Your assignment
Apart from the images, every record below must be given again without alteration.

Record excerpts
....

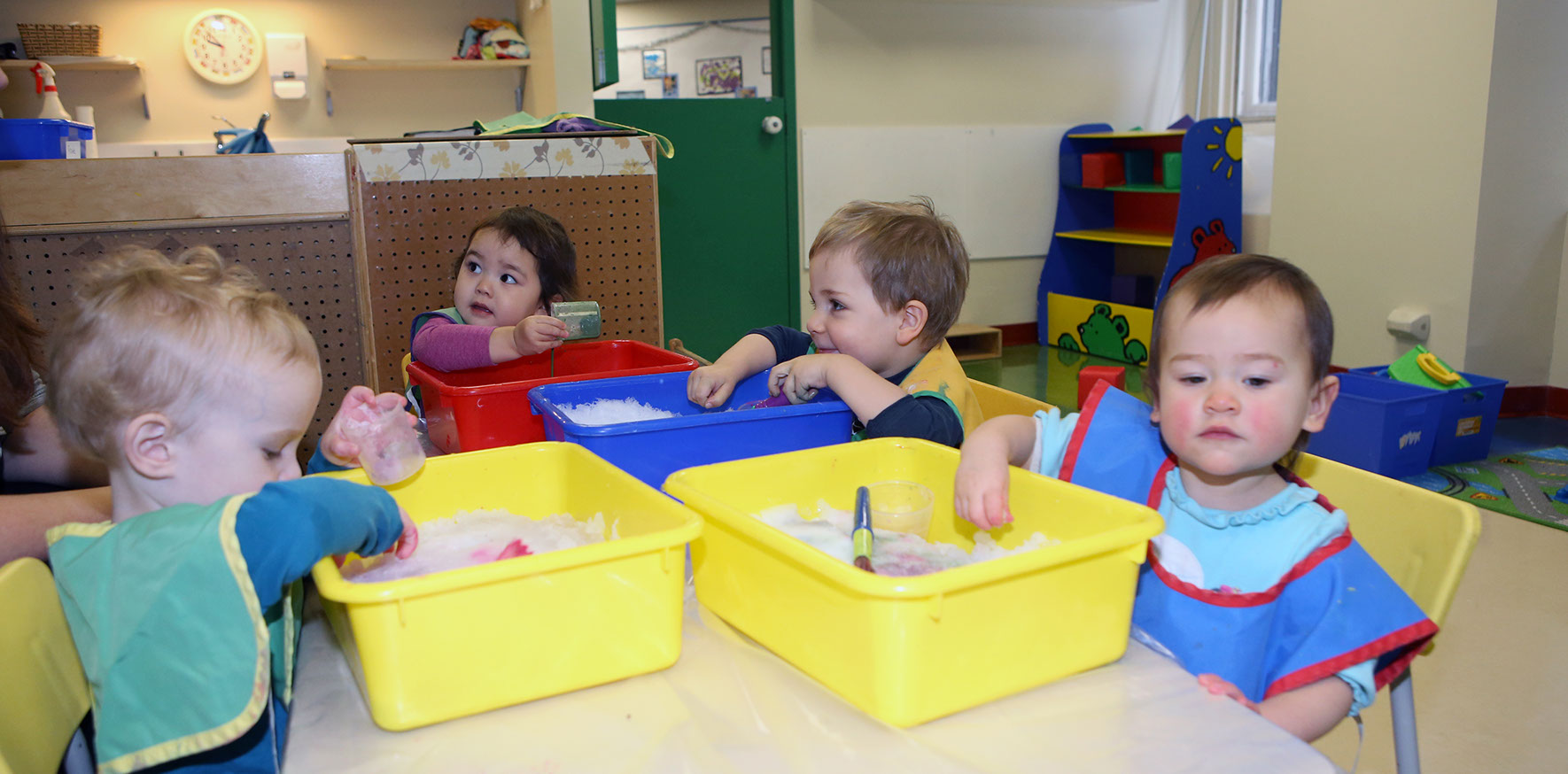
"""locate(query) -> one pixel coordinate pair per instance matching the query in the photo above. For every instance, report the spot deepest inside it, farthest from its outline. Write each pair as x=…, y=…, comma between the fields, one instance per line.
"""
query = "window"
x=1258, y=66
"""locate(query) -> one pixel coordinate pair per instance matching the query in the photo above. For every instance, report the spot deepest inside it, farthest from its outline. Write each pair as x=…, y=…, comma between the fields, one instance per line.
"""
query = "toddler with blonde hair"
x=195, y=387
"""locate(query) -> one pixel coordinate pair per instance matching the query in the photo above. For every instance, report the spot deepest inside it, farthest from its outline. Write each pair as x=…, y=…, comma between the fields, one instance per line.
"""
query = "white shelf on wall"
x=83, y=65
x=427, y=66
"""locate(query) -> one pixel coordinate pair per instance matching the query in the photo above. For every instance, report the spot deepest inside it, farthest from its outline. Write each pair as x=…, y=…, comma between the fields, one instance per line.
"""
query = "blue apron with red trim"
x=1333, y=610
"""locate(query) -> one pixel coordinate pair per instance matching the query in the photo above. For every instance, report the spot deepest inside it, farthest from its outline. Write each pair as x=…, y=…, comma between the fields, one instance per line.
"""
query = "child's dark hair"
x=545, y=238
x=1220, y=279
x=906, y=252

....

Solution
"""locate(query) -> one pixel coordinate pair per instance matching the query in the photo above. For every instance, report the spot deepest inside it, farthest from its outline. Write each pair as x=…, y=…, comma between the fields, one instance per line.
"""
query = "window"
x=1258, y=66
"""locate(query) -> one pixel coordinate pair per instance matching the query in the photo above. For every instance, report the spot deepest inside it, farthest from its outline. Write each pair as x=…, y=…, comma between the fields, one instance per line.
"""
query = "toddler with blonde hair"
x=195, y=387
"""locate(query) -> one pixel coordinate pair per instance matching the query in the photo above. For every instance, report the spot deepest inside it, farthest from its outline. Write each pair as x=…, y=…, comma between the fields, one instance per line.
"""
query = "white shelf on wall"
x=83, y=65
x=427, y=66
"""locate(query) -> one pixel coordinate pair per instance matching the query in the photo above. For every instance, report the spot deepest inside it, farthest from its outline. Write each pair as x=…, y=…, comma between the fields, one instance per line.
"""
query = "blue apron with red trim"
x=1333, y=610
"""locate(query) -> one pixel coordinate pair per instance matching the query in the photo above. For every instance, report the spot deepest inside it, farthest from its outline. Write each pair as x=…, y=…, comma between the fields, one instance per line.
"""
query = "child's dark hair"
x=545, y=238
x=1220, y=279
x=906, y=252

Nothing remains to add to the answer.